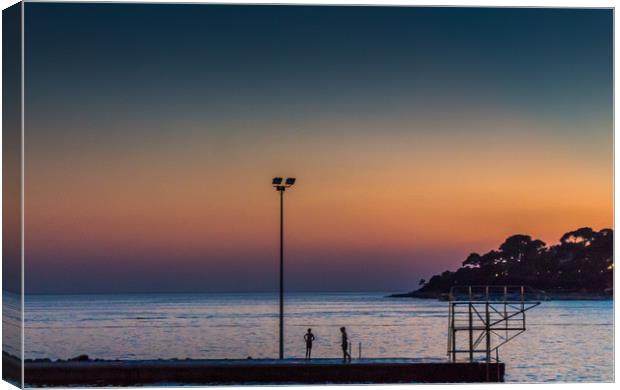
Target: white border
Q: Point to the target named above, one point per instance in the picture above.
(457, 3)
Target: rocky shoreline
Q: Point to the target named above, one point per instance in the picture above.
(548, 296)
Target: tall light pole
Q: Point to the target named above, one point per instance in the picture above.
(277, 184)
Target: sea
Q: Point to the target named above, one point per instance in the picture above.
(565, 341)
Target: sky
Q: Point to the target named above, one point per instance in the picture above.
(417, 135)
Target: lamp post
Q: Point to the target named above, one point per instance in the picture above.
(277, 184)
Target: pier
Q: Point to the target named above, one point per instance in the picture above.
(255, 371)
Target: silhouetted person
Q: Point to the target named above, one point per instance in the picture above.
(309, 338)
(345, 345)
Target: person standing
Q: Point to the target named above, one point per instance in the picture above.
(309, 338)
(345, 345)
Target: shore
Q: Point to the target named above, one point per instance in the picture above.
(81, 372)
(548, 296)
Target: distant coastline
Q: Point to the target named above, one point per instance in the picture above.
(580, 267)
(550, 296)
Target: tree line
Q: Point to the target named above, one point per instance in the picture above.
(581, 262)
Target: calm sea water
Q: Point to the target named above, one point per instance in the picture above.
(565, 340)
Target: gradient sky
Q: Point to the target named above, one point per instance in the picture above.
(417, 135)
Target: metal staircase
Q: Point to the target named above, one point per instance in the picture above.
(483, 318)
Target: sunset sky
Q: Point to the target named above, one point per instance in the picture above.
(417, 136)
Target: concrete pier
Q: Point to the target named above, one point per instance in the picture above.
(257, 371)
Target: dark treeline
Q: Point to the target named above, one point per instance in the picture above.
(581, 262)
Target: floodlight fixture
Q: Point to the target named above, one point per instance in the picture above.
(281, 187)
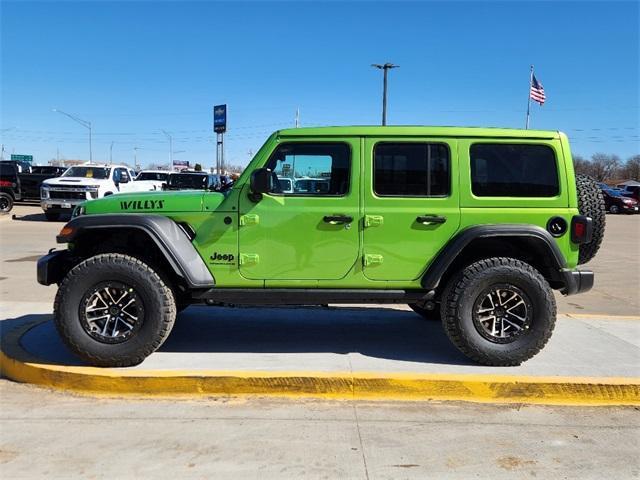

::::::::

§ STATED EXERCISE: Reproduce the listing verbatim, starting at the line containing "Target: silhouetted person" and continuing through the end of the listing, both ends included. Omit the pictures from your copy.

§ COMPLETED EXERCISE:
Target: silhouetted person
Q: Point to the target named above, one point per instance in the picture above.
(309, 338)
(345, 345)
Target: person standing
Q: Point to the target named above, one point per instance in the picture above.
(309, 338)
(345, 345)
Target: shore
Q: Point to the target named above, one point per instance in the picture above.
(81, 372)
(548, 296)
Target: distant coastline
Q: Point to the target named above, one point per instance in the picture above.
(580, 267)
(550, 296)
Target: tree line
Q: Point to the target named above, one point per instance in the picture above.
(581, 262)
Target: calm sea water
Q: Point to the target named above, one point per instance in the picture above.
(565, 340)
Target: gradient sky
Q: Point to the target named above, one point per instance in the picture above.
(417, 135)
Target: metal staircase
Q: Point to the target named above, one point per instance in the picture above.
(483, 318)
Target: sunset sky
Q: Point to the target named above, one point per instance in the picture above.
(417, 136)
Target: concrete pier
Q: Point to the target named above, one point per instance in the picture above.
(257, 371)
Target: dark treeline
Q: Point to the target named above, one point per instance in the picture above.
(581, 262)
Target: floodlight fixture
Q: Point to the target named above, one point per instance in the picture above.
(281, 187)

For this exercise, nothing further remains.